Your assignment:
All of the data is to be printed exactly, though the images must be left off.

Source records:
*** Begin section ***

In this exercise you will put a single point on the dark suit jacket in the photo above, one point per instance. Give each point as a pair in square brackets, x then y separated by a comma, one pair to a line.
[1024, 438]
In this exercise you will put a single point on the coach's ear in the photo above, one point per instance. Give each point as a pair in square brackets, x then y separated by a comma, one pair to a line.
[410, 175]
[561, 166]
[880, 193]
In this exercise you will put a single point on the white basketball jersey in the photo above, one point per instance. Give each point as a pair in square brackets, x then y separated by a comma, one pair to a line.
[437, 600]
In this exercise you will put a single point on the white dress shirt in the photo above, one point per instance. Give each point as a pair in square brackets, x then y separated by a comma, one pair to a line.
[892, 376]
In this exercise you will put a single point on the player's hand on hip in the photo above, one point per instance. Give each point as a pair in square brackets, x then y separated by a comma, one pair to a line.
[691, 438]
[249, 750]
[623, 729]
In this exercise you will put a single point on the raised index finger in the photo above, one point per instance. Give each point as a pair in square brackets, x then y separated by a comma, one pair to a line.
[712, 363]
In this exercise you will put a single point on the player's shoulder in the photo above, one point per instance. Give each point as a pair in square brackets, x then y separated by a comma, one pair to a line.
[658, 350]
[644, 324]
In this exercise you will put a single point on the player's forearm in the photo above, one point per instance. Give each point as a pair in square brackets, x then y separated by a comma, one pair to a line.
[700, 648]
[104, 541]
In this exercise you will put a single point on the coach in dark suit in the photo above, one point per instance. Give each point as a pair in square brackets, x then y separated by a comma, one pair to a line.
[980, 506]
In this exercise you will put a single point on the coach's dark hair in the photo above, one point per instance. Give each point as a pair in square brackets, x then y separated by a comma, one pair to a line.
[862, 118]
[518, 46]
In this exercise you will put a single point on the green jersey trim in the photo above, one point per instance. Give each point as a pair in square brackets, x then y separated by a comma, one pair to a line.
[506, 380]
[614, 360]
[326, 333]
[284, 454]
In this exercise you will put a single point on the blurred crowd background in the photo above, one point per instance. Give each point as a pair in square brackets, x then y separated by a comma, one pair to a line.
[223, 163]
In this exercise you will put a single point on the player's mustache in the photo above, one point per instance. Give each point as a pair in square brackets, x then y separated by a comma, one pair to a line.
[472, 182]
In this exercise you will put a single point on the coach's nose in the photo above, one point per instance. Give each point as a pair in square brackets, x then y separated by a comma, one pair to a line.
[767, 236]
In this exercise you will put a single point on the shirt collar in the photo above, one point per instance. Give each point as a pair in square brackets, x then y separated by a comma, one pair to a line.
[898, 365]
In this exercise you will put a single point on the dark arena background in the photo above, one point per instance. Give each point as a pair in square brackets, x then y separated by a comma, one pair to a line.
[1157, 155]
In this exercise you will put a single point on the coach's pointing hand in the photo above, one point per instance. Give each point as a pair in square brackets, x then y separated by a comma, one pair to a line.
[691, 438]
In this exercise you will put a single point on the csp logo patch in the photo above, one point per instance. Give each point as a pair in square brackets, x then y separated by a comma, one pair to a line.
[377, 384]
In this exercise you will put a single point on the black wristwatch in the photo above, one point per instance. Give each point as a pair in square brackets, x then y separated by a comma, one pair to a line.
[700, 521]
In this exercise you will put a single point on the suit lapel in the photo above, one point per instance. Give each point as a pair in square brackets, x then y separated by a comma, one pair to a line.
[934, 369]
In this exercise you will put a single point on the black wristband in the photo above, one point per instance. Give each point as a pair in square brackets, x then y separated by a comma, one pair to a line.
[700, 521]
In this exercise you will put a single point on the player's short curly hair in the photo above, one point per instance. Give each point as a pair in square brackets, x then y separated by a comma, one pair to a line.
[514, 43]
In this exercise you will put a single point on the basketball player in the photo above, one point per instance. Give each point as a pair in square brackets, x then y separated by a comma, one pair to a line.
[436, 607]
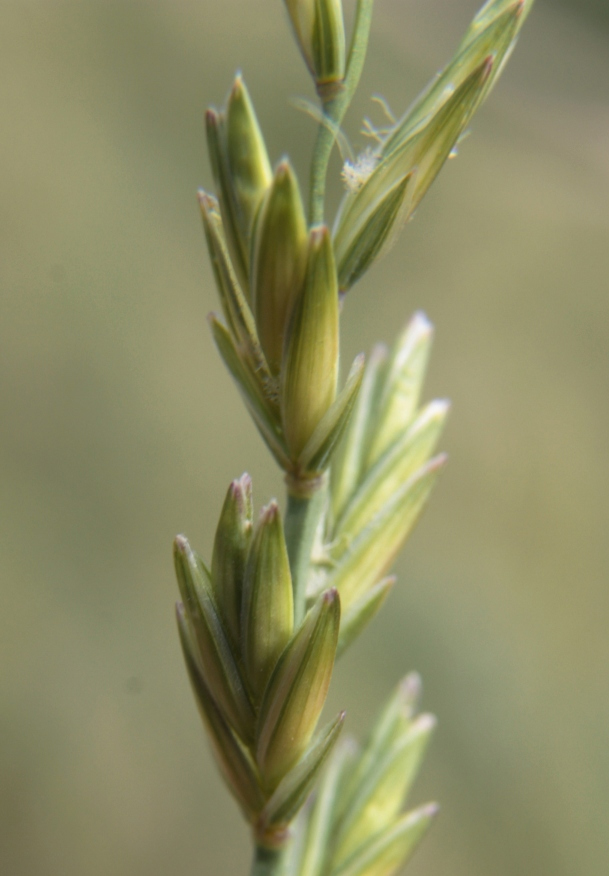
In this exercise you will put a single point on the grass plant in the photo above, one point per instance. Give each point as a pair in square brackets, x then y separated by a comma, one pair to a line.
[263, 623]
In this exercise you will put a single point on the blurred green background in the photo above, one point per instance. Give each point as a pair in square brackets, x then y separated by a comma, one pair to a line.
[120, 428]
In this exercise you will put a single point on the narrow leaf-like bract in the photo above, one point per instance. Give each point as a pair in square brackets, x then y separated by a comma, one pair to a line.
[360, 612]
[297, 690]
[397, 465]
[280, 254]
[231, 546]
[385, 853]
[233, 759]
[329, 431]
[268, 610]
[381, 793]
[296, 786]
[322, 819]
[248, 162]
[357, 246]
[364, 561]
[217, 660]
[309, 373]
[402, 385]
[349, 463]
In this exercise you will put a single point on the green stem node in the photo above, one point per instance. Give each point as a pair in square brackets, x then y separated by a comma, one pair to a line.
[268, 862]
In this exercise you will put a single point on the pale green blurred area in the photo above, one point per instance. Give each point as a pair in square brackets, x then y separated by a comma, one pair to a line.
[120, 428]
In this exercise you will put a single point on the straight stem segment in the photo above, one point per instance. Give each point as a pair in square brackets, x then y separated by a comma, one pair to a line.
[334, 111]
[301, 521]
[268, 862]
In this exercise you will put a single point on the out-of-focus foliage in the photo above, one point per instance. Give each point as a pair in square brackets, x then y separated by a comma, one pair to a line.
[120, 427]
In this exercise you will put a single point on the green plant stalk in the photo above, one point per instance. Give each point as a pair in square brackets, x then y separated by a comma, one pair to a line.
[268, 862]
[334, 110]
[302, 518]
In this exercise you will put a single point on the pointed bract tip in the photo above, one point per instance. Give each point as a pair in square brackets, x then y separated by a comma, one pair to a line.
[206, 201]
[211, 116]
[318, 234]
[330, 596]
[430, 810]
[411, 687]
[438, 462]
[283, 169]
[425, 722]
[270, 512]
[488, 65]
[241, 487]
[180, 544]
[421, 322]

*** End section ***

Answer space:
In this exercise you will put a single point on the dark suit jacket in the photo above, one point per instance. Give each point as a pair in square brackets, x then y separated by a comma, one pair to a line.
[1024, 438]
In this exercise you will put a single point on the coach's ear in the photo above, one point per instance. Give each point as a pair in square brackets, x then y separated by a comma, one pair to a line.
[410, 175]
[561, 166]
[880, 193]
In this exercise you will put a single point on the white basketball jersey in the photo above, one point per instance. Give each point as a pair in square brackets, x then y separated by a comma, one pair to a line.
[437, 600]
In this exercise you will put a single point on the white dress shirt in the photo above, one point per instance. Give each point as a pair in square brackets, x then y separated by a comma, one pair to a line.
[892, 376]
In this exercise you will put a single point on the player's hand on hip in the photo above, one point per instance. Give each point as a pair in square brackets, x then y separated by a comma, one pair to a line.
[691, 438]
[249, 750]
[623, 729]
In this exercise you will put a single point on the raised index finger in the photo above, one point per instance. Give each point as a pair in square brackets, x then y separated by a comma, one pair to a line.
[712, 363]
In this exercise you will put a single point on the player's shoulder in the photo above, one point per instance. Give each point as a pair in square brackets, x then y separated by a comma, one pair to a line.
[658, 350]
[644, 324]
In this exercise you will put a single point on the player's forearm in the photo above, one point per instance. Give each point as a pair in square brackets, x then y separated by a comma, one pair to a line.
[700, 648]
[104, 541]
In this exercise you will put a single point on the coach in dark suit in the photo above, one point per instance. Give each point as a pair in square brackets, x then y separated by a comma, one pair to a line.
[980, 506]
In this exercise you will put a single point on the coach's dark hair in the photo above, one point per instance. Give each point as a pair in square brackets, x then y separated by a comma, one pair to a line.
[862, 118]
[518, 46]
In this exercise you will put a single point on the green jersey trim in the photo above, one point per instance. Give each point as a pair in square brackets, x then y separated by a comma, one pair to a line.
[506, 380]
[614, 360]
[326, 333]
[284, 454]
In this exercise you will put a single point on the blurred crowd background in the photo above, one point per instance. Give each point as a pair in square brackets, x then y separated by a comma, one pair to a line.
[223, 163]
In this exercise you will put a single point on the player's mustache in the photo above, one point per instance. Give each point as a pair in square brackets, x then y separated by a comma, one pair to a line.
[472, 182]
In this exercise you will put a single point on the coach's nose in the photo above, one point per instance. Give each point as a pair in square brackets, x then y separated by a comma, one pair to a line.
[767, 236]
In this exercise you will put a single point on the shirt collar in the photo above, one point per instance. Give each point as a pair in square brackets, x then y separated by a comma, one pair to a line.
[898, 365]
In this exercise you will put a single point on the dark arena background in the photo above, one point per instance. Give each point as a pair in square brackets, x then y separated by a comma, one pair to a line.
[1157, 155]
In this exercise you will put a single point on the coach's pointing hand in the photo above, one point per instance. Give each point as a pair in square brackets, x then y separated by a comma, one pair to a line.
[691, 438]
In this exercise you will put a single point on the csp logo patch in the photo above, one point per instance. Give each point as a pair in square brackets, x then y separated by a comma, one pair to a line.
[377, 384]
In this exercise you will put a single point on the black wristwatch in the photo above, one point per instance. Give each point as a pair in square brackets, x then y separated by a comma, one pair to a line.
[700, 521]
In this exercise you will put a single point on the suit lapel in the photo above, one point per instance. Give each point as a pair in square brackets, x then y separated by a comma, one pair to a line.
[934, 369]
In this exercise you will put a single point on the black wristband in the photo above, one point per instance. Give each point as a pair in square brackets, x then y separated by a comma, one pair to a line.
[700, 521]
In this exercise you will put a single point on the player's short curly hair in the photo above, one point per instance. Give each point as a pair in square brackets, x then y separated by a comma, one pair to a line.
[514, 43]
In this exercise you will put a single point on the basketball player in the photo above, one point per instance. Give each point as a pair in square brackets, x then y separated by a comma, one pair to a line.
[436, 607]
In this exercise you will put a single point on the grass plant in the photo above, one point per instance. Give each point as a pair in square brackets, x then y separated by a comma, one pair to a line.
[263, 623]
In this exercise you will put a single point on the blurred green background in the photo above, one point per instance. Give each point as a pair in square brackets, x then y separated by a comma, one pair to a line.
[120, 428]
In this exercise you will put a single point on the narrow leaf-like bract in the photo above, one point per instance. Give each point as a pair in square brackets, x then y separated by a comma, one pair to a line.
[360, 612]
[297, 690]
[397, 465]
[280, 254]
[231, 546]
[385, 853]
[233, 759]
[329, 431]
[268, 610]
[381, 793]
[296, 786]
[322, 819]
[248, 162]
[357, 246]
[364, 561]
[217, 660]
[309, 373]
[402, 385]
[349, 463]
In this exercise you will put a single point on the green stem node in the photo above, one point per instance. Give each point as a pair in square brackets, x then y separated by a comma, one pair to a line.
[268, 862]
In this exercise you will put a single point on the pale green blurred area in the photo above, one point per instance. Give each point as a pair in square brackets, x then y separated by a comma, one pair to a line.
[120, 428]
In this exercise you will put a single point on the straight stem segment in the photo above, one point per instance. Give each point as a pair in square brackets, x then y separated by a comma, one pair to a line.
[334, 111]
[301, 521]
[268, 862]
In this exercise you will put a single point on the out-of-focus foliage in the photo above, one point per instance. Give each point as a pair in square brackets, x then y separated by a comma, one pair to a line.
[120, 427]
In this exercise you will put a single point on the green plant stalk in the photo above, one point per instance. Give each point as a pair in square brackets, x then y separated by a comma, one pair to a line.
[268, 862]
[334, 110]
[302, 518]
In this exercise you will put a single point on the pointed bract tip in the photo above, one point per instance. Give each point as a pair in square brackets, x then y separated by a comma, one pair to a line.
[206, 201]
[211, 116]
[318, 234]
[330, 596]
[430, 810]
[411, 687]
[438, 462]
[283, 169]
[425, 722]
[270, 512]
[488, 65]
[241, 487]
[180, 544]
[421, 322]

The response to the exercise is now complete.